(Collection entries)
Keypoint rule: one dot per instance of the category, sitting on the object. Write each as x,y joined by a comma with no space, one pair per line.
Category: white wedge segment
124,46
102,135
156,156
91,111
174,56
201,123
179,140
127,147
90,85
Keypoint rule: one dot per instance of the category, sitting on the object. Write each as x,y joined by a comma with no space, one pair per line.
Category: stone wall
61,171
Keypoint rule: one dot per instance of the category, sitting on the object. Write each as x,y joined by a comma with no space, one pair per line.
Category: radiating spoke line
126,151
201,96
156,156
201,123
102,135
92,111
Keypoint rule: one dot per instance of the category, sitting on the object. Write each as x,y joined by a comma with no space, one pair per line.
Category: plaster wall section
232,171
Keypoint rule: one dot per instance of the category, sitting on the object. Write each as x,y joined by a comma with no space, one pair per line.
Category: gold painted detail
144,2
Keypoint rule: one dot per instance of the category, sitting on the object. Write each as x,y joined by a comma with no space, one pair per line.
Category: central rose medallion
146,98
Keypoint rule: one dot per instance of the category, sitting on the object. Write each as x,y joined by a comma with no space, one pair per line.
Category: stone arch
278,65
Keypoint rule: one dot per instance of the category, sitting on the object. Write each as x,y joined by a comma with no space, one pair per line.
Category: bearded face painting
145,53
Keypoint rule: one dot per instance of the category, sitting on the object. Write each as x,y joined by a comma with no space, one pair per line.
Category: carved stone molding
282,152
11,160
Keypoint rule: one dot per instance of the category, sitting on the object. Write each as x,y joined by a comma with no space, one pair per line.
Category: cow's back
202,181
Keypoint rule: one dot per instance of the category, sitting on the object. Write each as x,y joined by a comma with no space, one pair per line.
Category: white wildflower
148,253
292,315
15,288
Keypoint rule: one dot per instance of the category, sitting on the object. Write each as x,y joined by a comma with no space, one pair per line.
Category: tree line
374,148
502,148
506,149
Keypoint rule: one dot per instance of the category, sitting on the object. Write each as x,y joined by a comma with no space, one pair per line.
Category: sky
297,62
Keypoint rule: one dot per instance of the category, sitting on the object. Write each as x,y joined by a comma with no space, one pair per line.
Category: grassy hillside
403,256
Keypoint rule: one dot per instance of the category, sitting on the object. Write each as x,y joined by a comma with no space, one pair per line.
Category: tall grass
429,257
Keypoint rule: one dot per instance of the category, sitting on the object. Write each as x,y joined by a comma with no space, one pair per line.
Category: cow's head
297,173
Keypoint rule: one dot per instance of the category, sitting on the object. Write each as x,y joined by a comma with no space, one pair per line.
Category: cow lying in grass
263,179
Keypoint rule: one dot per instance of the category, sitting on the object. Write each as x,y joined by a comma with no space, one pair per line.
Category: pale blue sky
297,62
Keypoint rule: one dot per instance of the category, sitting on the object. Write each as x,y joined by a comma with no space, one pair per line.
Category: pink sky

Set problem:
Locate every line in the records containing the word "stone" and copy each one. Letter case counts.

Task result:
Category: stone wall
Category: stone arch
Category: carved stone molding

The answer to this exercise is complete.